- Set task: Return, character for character, the lines of the records from the one containing "the orange inflatable" up to and including the one containing "[[318, 367]]".

## Begin Data

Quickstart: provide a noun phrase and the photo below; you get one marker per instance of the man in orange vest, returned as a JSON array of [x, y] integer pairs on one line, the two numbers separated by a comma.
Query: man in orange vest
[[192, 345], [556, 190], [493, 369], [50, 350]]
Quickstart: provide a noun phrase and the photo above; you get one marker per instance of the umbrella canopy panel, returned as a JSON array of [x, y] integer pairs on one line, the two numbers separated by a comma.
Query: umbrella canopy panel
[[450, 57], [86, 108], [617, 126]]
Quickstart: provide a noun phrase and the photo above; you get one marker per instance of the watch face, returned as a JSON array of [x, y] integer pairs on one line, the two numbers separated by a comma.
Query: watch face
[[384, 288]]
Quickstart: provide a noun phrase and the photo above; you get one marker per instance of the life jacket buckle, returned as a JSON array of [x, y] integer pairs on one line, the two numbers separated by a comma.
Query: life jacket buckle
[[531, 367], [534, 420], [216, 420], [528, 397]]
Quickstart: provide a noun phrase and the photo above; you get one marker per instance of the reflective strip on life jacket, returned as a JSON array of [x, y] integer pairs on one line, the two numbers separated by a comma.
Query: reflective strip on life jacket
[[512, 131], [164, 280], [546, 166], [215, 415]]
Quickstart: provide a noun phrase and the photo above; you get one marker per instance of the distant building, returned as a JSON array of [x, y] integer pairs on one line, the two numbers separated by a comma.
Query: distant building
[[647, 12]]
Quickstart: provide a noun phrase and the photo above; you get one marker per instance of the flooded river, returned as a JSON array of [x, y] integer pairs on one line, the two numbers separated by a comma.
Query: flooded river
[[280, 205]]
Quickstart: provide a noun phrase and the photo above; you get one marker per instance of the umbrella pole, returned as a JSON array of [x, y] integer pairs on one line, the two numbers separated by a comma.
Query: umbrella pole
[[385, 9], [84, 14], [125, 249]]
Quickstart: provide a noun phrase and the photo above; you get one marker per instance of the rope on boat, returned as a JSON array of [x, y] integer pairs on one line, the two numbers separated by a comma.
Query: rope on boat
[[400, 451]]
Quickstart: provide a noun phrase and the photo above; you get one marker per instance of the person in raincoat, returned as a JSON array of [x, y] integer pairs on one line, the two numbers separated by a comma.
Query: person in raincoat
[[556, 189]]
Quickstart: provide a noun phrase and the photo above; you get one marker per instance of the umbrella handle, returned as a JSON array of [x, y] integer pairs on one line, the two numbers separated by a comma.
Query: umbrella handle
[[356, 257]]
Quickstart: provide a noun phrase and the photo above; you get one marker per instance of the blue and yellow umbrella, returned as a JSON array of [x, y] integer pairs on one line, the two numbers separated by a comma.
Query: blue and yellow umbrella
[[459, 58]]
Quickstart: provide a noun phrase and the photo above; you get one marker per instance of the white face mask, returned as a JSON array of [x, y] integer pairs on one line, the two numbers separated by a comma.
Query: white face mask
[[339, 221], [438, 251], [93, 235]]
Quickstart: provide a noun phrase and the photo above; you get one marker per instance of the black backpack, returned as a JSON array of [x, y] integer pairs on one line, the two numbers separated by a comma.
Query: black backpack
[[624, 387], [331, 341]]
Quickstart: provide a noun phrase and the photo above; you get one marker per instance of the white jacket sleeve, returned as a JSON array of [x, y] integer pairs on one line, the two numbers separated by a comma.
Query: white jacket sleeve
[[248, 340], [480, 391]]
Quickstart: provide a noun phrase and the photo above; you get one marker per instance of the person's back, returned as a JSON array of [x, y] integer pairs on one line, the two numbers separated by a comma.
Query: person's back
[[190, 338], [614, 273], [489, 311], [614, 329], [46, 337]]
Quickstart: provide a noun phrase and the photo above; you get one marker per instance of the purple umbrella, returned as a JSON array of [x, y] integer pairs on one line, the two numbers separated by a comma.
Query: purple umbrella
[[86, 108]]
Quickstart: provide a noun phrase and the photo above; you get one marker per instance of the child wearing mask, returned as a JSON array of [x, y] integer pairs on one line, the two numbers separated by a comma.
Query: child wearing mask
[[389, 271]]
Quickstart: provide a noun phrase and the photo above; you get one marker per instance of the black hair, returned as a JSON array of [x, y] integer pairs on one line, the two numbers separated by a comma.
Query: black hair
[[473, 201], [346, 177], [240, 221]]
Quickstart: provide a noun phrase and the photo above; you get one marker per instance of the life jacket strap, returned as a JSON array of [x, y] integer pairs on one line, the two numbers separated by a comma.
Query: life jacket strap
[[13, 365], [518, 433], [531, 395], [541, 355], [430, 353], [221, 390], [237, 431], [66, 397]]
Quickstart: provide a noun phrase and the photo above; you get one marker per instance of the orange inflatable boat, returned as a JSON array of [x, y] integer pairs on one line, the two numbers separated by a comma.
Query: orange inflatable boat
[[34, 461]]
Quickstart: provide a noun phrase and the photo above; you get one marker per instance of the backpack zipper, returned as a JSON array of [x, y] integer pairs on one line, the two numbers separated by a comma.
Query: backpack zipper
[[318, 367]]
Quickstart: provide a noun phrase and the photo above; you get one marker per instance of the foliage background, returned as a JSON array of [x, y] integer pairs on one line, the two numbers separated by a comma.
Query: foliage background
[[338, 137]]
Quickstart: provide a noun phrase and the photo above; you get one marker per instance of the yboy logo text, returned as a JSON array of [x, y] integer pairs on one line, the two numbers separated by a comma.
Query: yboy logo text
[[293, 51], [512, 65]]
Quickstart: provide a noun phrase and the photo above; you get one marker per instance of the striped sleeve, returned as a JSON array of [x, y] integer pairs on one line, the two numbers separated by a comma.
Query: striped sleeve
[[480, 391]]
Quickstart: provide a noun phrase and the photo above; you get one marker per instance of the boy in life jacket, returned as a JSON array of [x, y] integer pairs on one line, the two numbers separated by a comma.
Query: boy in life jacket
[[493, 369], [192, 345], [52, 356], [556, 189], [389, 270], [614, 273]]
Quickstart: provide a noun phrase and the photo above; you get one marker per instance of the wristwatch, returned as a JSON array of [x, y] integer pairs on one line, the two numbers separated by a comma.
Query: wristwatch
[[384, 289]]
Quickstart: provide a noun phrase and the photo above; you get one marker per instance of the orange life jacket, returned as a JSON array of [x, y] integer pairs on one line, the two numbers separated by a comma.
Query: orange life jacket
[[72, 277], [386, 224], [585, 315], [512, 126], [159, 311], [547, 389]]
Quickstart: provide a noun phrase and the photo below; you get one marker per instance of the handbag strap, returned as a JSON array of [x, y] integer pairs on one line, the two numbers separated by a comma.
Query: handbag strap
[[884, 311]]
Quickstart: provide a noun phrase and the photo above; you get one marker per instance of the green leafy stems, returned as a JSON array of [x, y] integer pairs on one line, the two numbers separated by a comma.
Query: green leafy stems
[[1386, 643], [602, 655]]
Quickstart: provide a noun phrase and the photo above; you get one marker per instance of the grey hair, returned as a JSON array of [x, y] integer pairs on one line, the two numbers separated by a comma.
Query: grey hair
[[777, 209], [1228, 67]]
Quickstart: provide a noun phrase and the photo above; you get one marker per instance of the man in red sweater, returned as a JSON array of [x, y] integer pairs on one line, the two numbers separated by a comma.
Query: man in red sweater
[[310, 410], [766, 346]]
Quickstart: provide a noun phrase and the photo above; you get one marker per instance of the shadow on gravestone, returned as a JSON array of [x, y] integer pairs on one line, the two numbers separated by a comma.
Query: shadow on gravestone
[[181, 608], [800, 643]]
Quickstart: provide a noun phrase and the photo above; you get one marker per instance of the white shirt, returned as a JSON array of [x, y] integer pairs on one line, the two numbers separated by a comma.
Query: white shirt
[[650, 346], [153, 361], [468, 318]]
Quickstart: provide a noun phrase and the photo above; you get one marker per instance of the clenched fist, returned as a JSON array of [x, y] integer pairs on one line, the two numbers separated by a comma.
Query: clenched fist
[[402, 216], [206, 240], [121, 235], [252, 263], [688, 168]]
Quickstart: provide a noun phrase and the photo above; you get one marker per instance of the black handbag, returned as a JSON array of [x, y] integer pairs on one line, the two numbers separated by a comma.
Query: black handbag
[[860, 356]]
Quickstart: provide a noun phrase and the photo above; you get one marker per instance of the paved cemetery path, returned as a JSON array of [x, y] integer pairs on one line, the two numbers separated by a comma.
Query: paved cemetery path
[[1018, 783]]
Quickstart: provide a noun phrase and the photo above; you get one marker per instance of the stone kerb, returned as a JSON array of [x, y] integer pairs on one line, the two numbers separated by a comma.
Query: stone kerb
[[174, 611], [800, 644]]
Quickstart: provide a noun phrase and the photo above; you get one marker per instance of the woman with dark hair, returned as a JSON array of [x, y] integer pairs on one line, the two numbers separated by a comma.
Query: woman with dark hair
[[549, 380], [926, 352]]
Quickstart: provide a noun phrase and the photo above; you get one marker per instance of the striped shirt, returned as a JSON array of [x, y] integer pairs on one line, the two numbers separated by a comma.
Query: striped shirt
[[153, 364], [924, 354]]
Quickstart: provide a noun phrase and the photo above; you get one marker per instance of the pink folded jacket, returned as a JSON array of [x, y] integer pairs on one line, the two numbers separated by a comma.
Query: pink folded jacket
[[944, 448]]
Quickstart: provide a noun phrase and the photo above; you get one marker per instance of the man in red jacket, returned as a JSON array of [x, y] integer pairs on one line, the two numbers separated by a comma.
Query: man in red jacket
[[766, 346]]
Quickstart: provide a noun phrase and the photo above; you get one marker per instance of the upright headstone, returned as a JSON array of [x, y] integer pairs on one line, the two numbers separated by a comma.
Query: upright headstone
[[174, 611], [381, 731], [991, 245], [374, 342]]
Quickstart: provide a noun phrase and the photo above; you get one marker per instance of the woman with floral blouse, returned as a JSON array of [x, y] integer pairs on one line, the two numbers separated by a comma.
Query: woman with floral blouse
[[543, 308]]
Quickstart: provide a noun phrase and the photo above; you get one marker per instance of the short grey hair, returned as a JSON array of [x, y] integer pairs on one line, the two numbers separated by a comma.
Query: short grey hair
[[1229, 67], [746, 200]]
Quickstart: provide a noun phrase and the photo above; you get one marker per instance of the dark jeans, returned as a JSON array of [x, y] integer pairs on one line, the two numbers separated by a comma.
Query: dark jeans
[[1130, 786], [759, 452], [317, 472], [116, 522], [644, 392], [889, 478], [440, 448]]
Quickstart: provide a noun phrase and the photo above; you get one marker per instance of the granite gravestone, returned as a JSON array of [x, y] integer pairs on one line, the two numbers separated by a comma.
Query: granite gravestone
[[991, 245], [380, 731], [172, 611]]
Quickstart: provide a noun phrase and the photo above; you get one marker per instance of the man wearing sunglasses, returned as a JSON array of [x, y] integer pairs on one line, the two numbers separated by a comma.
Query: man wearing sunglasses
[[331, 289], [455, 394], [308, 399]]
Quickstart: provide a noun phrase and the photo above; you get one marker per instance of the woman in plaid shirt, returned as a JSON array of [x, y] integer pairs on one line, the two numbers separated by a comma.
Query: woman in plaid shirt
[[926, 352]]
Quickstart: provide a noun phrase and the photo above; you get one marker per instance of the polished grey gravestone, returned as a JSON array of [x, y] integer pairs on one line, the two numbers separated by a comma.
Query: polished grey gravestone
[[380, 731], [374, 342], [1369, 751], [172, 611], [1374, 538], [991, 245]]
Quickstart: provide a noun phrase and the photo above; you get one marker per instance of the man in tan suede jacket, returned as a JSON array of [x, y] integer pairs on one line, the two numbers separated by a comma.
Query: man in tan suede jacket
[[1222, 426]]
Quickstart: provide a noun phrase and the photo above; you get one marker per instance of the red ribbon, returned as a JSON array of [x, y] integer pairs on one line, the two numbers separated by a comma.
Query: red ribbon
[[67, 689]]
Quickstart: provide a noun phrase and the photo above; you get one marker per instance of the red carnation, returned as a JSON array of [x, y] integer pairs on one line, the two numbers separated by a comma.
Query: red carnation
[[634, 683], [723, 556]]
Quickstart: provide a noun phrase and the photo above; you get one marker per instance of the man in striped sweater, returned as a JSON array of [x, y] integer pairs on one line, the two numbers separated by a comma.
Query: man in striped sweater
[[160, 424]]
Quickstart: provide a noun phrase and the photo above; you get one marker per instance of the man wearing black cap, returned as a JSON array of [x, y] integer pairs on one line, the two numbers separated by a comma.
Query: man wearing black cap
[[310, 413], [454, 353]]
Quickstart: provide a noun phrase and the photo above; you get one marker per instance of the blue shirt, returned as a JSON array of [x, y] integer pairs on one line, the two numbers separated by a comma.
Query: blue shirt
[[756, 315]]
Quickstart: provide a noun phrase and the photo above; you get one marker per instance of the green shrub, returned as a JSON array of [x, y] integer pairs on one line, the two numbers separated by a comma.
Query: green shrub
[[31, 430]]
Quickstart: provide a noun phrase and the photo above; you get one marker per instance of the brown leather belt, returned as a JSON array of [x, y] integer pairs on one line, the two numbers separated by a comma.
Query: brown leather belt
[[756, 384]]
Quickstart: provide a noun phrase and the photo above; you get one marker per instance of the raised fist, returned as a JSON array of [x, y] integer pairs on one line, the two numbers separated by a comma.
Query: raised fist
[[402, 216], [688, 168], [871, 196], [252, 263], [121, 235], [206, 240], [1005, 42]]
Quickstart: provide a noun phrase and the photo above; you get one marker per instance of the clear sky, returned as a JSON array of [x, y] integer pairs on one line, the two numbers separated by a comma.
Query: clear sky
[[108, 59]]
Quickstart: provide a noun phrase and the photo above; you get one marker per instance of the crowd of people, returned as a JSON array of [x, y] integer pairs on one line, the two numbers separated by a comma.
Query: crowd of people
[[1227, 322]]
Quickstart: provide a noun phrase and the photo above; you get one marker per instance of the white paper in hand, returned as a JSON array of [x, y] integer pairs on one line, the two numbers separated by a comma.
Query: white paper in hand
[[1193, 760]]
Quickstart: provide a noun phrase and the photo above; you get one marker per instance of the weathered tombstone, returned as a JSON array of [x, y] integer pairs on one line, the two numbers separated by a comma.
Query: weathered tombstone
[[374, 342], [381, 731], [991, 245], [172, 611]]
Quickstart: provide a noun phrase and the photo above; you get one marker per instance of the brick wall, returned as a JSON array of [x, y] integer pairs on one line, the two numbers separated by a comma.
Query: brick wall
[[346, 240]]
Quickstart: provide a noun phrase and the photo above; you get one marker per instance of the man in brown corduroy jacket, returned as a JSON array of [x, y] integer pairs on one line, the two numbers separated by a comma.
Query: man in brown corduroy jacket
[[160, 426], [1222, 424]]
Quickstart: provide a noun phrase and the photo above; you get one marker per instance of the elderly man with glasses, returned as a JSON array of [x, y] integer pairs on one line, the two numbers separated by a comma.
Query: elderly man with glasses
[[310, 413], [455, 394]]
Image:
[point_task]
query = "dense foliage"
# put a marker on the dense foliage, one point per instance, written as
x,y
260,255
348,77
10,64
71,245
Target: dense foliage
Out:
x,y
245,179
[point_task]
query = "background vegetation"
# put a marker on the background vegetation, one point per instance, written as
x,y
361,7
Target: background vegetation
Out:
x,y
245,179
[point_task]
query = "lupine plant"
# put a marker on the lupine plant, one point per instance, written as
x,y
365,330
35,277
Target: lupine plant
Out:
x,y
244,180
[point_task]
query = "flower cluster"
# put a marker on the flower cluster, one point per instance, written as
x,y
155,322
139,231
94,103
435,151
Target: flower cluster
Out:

## End Data

- Task solution:
Quickstart: provide a noun phrase and the photo above; you get one marker per instance of the orange inflatable boat, returned as a JSON array of [x, y] integer pairs on one line, the two numbers separated by a comma.
Query: orange inflatable boat
[[34, 461]]
Quickstart: provide a noun phrase and the photo above; you get one marker per instance of the backpack zipper, returned as a JSON array of [x, y] integer pairs on one line, the two numbers separated by a comma.
Query: backpack zipper
[[318, 367]]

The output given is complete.